• **What is asked**
Continue the passage on measuring displacement chamber pressure in the modified pump, picking up right after its final sentence.

• **Given passage**
========================
The bore, drilled from the outer cylinder block housing and closed by the conical expander, provides a connection between the pressure sensor and the displacement chamber as shown in Figure 6. The created volume between the sensor and displacement chamber increases the dead volume of the displacement chamber, but is very small, and its impact on the behavior of displacement chamber pressure is negligible. The possible influence of the Helmholtz resonance on the measurement was avoided by designing the dimensions for the pressure sensor cavity in relation to the natural pump frequency at maximum speed. Unfortunately, the hole for introducing of the pressure sensor reduced the walls of the material between the cylinder bores. The FEA analysis revealed that the deformation of the block bores adjacent to the drilling for the sensor had changed approximately by 50% in comparison to the original design. This increased deformation, which is proportional to the operating pressure, significantly changes the effective clearances between piston and cylinder bore during high-pressure operation. Therefore, the maximum working pressure of the modified pump was limited to 170 bar to ensure the normal and safe operation during the test. The wireless telemetry system transmitted the amplified signal from pressure sensor as shown in Figure 7. The cable, guided in the shaft, ensured the connection between the sensor and the telemetry system. The telemetry system mounted on the rear of the pump had no effect on the pump operation. The optical sensor measured the angular position of the shaft and thus allowed the synchronization of the pressure sensor signal with the angular position of measured displacement chamber.
========================
• **Given entries**
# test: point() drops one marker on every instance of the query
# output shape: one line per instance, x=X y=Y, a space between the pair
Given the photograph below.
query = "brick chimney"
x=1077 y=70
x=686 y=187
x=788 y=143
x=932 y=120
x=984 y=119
========================
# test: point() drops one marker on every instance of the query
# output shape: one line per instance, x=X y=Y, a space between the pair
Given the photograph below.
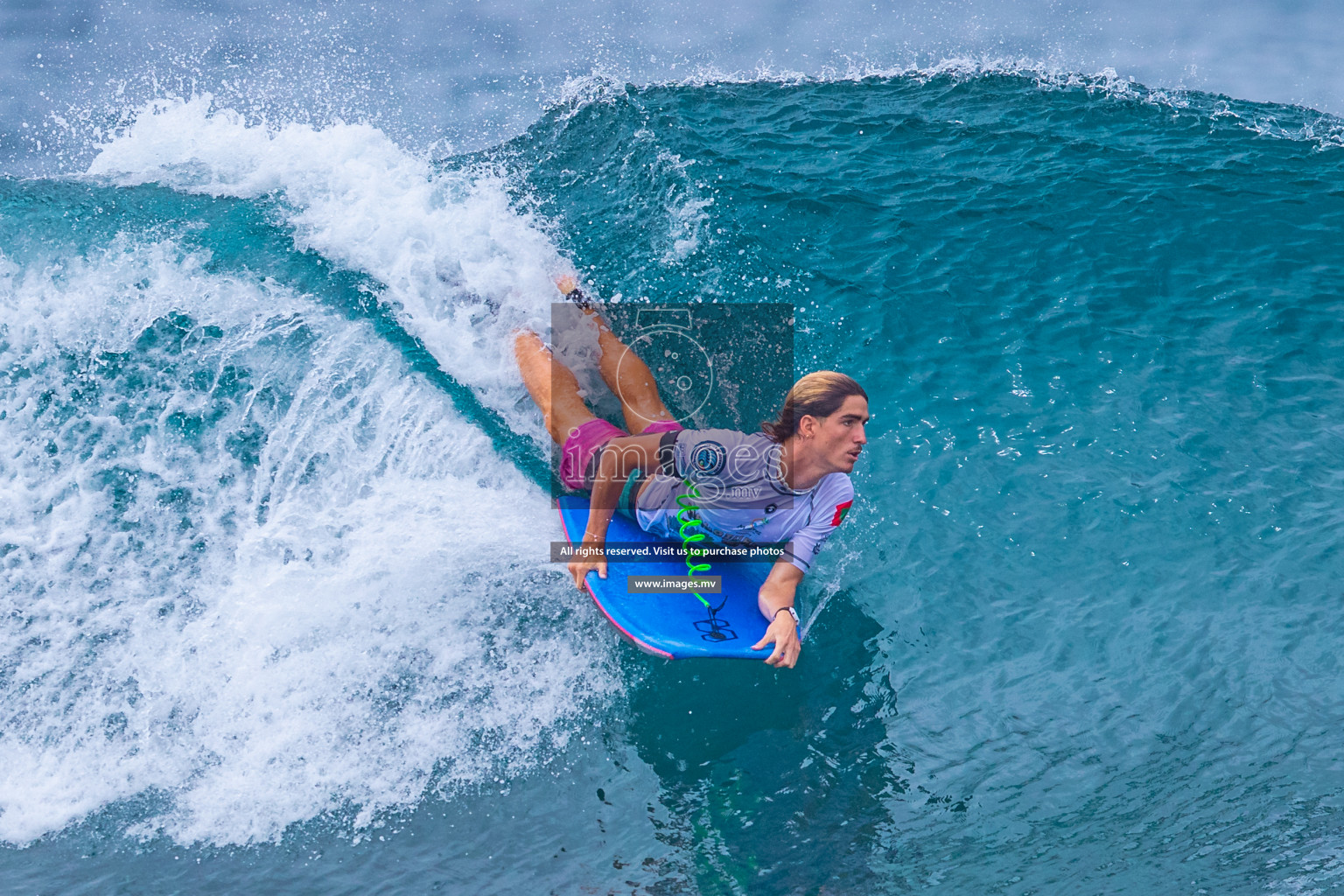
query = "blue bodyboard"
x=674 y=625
========================
• **Task answer**
4.2. Valve Plate Temperature Distribution Measurement

A set of thirty thermocouples placed 1 mm underneath of the sealing surface of the valve plate measured the solid body temperature distribution as shown in Figure 8. The temperature distribution in valve plate is controlled by the heat flux on its surfaces, most importantly, the sealing surface. The energy dissipation in the fluid film determines the heat flux on the valve plate-sealing surface, which is subsequently transformed into heat energy and into the thermal field of the valve plate respectively. The energy dissipation in the fluid film is highly dependent on the fluid film thickness; therefore, the temperature of the valve plate is an indicator of the thickness of the fluid film. Figure 9 shows the subassembly of the valve plate in the housing of modified pump with the thermocouples, which have a way out from the pump as depicted in Figure 7.

4.3. Operating Conditions and Equipments

The investigation of the pump was performed in various operating conditions. The measurements were taken under steady-state and covered all parameters defined by the ISO 4409 [26] together with displacement chamber pressure, shaft angular position, and temperature from thermocouples as listed in Table 2. All the readings were recorded only when the indicated values of all controlled parameters were within the limits defined by standard with accuracy class B.
The measured speed, pressures, and temperatures at the high-pressure port, the low-pressure port, and the leakage port, were used as accurate input parameters for the simulation model. Other parameters were used for comparison with the simulations results to verify the simulation model.
The gerotor charge pump was removed from the 52 cc unit since its contribution to the power losses are not investigated in this study. An external flow source compensated the volumetric losses in the hydraulic circuit as depicted in Figure 10. The control system required no flow, since the displacement of the pump was set by a fixation of the swash plate in its position using a set screw. The pump was investigated in various combinations of inlet port temperature, displacement, speed and pressure at outlet port listed in Table 3, while the inlet port pressure setting remained at 20 bar.
The steady state test rig consists of two closed-loop circuits. The pump equipped with a pressure transducer and thermocouples was placed in the inner circuit, while the outer circuit controlled the speed and load of the reference pump using variable hydraulic units. For each operating condition, it was necessary to regulate the inlet port temperature so that it remained constant to stabilize all other measured parameters over the time. The variable orifice implemented into the system regulated the amount of flow through the cooler into the tank, and so helped to regulate the inlet pump temperature using the oil from the tank supplied by an external charge pump.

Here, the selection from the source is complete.